▶ [What needs to be done] Please copy the SkyScout discussion below word for word, from "I have a clamp" to "you did it.".

▶ [Document section]
#####
I have a clamp similar to that, that I use for binoculars. I didn't even thing about using it. I can't picture how you clamped it on.....can you post a picture. Also, did you test it enough to verify the SkyScout didn't complain? I've tried wood/aluminum to shield it, but the closest I could get to the OTA was about a foot. I've sort of given up, and working on a mount for my binoculars/SkyScout/GLP. But, I'd still be interested in how you did it.

Mine is a bit weird. If I aim at an object and click identify, it usually has the object as the top object on the list. If I try to go to an object, though, when I get to where the circle goes solid, the object is just at or just off the edge. If I work back towards the object, I can go just a bit before the SkyScout wants me to move back.
#####
▶ [Extracted entries]
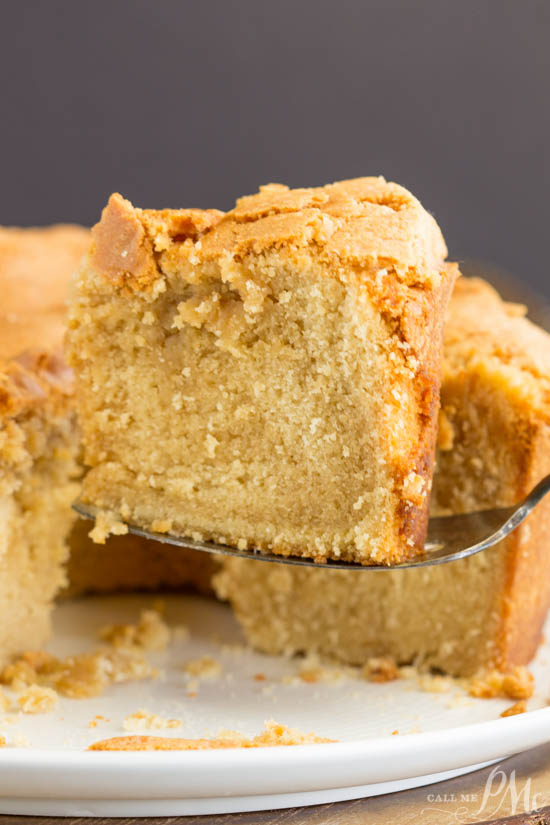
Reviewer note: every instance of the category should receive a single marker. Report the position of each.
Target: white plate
(440, 734)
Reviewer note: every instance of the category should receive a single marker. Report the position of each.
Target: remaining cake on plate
(40, 453)
(267, 378)
(39, 443)
(494, 445)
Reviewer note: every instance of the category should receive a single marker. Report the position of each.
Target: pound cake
(494, 445)
(266, 378)
(39, 442)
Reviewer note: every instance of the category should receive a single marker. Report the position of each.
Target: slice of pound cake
(268, 378)
(39, 443)
(494, 445)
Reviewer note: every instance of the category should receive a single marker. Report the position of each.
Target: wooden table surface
(515, 791)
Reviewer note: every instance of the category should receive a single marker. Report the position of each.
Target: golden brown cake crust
(365, 222)
(365, 236)
(493, 340)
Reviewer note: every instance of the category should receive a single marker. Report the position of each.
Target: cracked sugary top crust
(35, 269)
(487, 333)
(365, 223)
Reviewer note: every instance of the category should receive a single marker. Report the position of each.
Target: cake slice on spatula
(267, 378)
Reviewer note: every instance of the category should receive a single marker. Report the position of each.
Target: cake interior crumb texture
(494, 445)
(267, 378)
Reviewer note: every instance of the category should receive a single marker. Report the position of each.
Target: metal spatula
(449, 537)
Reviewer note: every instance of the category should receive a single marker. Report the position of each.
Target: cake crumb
(143, 719)
(434, 683)
(513, 710)
(93, 723)
(382, 669)
(150, 633)
(204, 667)
(107, 524)
(180, 633)
(518, 683)
(274, 734)
(37, 699)
(78, 677)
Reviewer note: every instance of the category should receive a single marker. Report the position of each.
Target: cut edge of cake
(214, 276)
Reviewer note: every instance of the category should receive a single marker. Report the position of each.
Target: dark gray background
(178, 103)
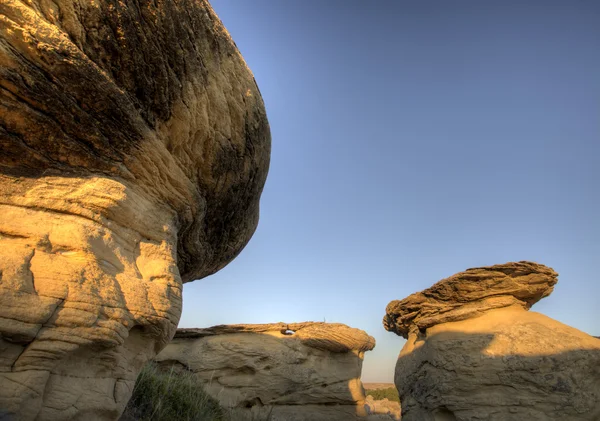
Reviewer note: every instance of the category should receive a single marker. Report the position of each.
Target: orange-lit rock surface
(300, 371)
(133, 152)
(474, 352)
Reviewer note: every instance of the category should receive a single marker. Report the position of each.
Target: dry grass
(170, 395)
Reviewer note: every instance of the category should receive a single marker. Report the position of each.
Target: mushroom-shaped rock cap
(469, 293)
(154, 95)
(334, 337)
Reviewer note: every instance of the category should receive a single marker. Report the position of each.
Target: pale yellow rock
(300, 371)
(133, 153)
(496, 363)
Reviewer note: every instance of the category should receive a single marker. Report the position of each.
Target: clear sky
(413, 140)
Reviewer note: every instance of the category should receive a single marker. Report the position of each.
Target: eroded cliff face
(475, 352)
(301, 371)
(134, 146)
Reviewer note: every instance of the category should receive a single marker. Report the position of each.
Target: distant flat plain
(375, 386)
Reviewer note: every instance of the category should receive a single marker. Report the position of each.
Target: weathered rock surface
(382, 406)
(300, 371)
(492, 361)
(469, 294)
(133, 150)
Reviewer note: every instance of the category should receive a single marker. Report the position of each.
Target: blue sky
(413, 140)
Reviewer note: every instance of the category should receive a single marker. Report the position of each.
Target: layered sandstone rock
(474, 352)
(133, 150)
(300, 371)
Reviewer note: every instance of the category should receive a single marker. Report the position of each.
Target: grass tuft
(378, 394)
(161, 395)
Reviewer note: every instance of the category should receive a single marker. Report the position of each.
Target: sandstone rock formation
(134, 146)
(301, 371)
(474, 352)
(383, 407)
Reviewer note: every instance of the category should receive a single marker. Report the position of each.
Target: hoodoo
(133, 153)
(475, 352)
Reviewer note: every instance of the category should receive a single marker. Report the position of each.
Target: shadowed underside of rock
(134, 147)
(298, 371)
(470, 293)
(474, 352)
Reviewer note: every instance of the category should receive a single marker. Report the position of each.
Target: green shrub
(391, 393)
(170, 395)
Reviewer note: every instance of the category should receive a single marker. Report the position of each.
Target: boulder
(474, 352)
(300, 371)
(134, 147)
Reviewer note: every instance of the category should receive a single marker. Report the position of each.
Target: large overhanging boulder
(475, 352)
(134, 147)
(301, 371)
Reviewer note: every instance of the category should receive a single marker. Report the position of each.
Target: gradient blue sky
(413, 140)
#####
▶ [Task answer]
I have a clamp similar to that, that I use for binoculars. I didn't even thing about using it. I can't picture how you clamped it on.....can you post a picture. Also, did you test it enough to verify the SkyScout didn't complain? I've tried wood/aluminum to shield it, but the closest I could get to the OTA was about a foot. I've sort of given up, and working on a mount for my binoculars/SkyScout/GLP. But, I'd still be interested in how you did it.